De Kandersteg à Kandersteg en trois jours par le Lötschepass et la Gemmi. Le Tour de l’Altels permet une approche originale d’une région bien connue des Alpes bernoises. Récit d’une randonnée alpine entre glaciers en voie de disparition, parois abruptes et paysages de haute montagne.

Le ciel devient de plus en plus noir, le tonnerre gronde au loin, et le vent qui se lève rendrait méfiants les plus optimistes : l’orage approche, et le haut du névé qui s’étire sans fin sous la face est du Balmhorn ne correspond malheureusement pas au but du jour. Le Lötschepass et sa cabane accueillante se trouvent encore à bonne distance. Ecrasé par la masse rocheuse qui s’élève au-dessus de sa tête et par le ciel qui semble s’abaisser, le marcheur presse le pas, avec un seul but en tête  parvenir à la Lötschepasshütte à temps. Et les terribles images de l’automne 2011 lui reviennent à l’esprit : de violentes intempéries avaient alors dévasté le Gasteretal et le Lötschental.

 

Un col à la mauvaise réputation

La journée de marche avait pourtant commencé quelques heures plus tôt sous un soleil prometteur, qui mettait en valeur la vallée encaissée du Gasteretal, verdoyante malgré les traces laissées par la catastrophe. Sur le sentier qui conduit de Selden au Lötschepass, le randonneur franchit les différents étages alpins en un temps étonnamment bref. Le regard s’arrête en contrebas sur la lave torrentielle qui a coupé du monde le hameau de Heimritz, terminus de la route, quelques mois plus tôt. Le paysage varié fait oublier la raideur des lacets du chemin, qui conduit des bords de la Kander aux névés, puis au col lui-même.

---

Actions requises:
1. Dans le récit de randonnée, quel hameau situé au terminus de la route a été coupé du monde par la lave torrentielle ?
2. Citez le passage du récit de randonnée qui s'ouvre sur les mots contenant "De Kandersteg à" et se clôt sur "de haute montagne.".
Les données proviennent d'une autre source que le récit de randonnée.

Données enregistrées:

---

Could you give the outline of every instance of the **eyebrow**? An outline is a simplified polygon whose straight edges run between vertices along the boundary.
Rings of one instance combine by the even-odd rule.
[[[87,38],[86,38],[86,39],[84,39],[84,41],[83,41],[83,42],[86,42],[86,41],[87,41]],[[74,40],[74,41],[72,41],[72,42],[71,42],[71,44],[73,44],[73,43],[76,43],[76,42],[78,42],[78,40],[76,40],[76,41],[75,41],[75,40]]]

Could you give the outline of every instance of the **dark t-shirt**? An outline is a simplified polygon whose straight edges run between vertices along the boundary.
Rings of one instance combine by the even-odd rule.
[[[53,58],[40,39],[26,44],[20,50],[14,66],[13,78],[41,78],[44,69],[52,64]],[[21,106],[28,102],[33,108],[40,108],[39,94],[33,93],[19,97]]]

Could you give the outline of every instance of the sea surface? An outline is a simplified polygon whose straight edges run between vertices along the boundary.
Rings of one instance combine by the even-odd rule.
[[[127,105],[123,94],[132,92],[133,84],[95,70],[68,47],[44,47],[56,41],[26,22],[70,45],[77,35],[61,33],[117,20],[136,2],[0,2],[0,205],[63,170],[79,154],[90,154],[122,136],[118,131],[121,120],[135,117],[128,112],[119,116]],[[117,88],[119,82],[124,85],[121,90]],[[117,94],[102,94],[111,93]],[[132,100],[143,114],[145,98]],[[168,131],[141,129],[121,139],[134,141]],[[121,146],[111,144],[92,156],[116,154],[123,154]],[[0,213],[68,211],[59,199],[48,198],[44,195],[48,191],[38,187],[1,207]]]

---

Résultats par tâche:
1. Le hameau de Heimritz.

2.
De Kandersteg à Kandersteg en trois jours par le Lötschepass et la Gemmi. Le Tour de l’Altels permet une approche originale d’une région bien connue des Alpes bernoises. Récit d’une randonnée alpine entre glaciers en voie de disparition, parois abruptes et paysages de haute montagne.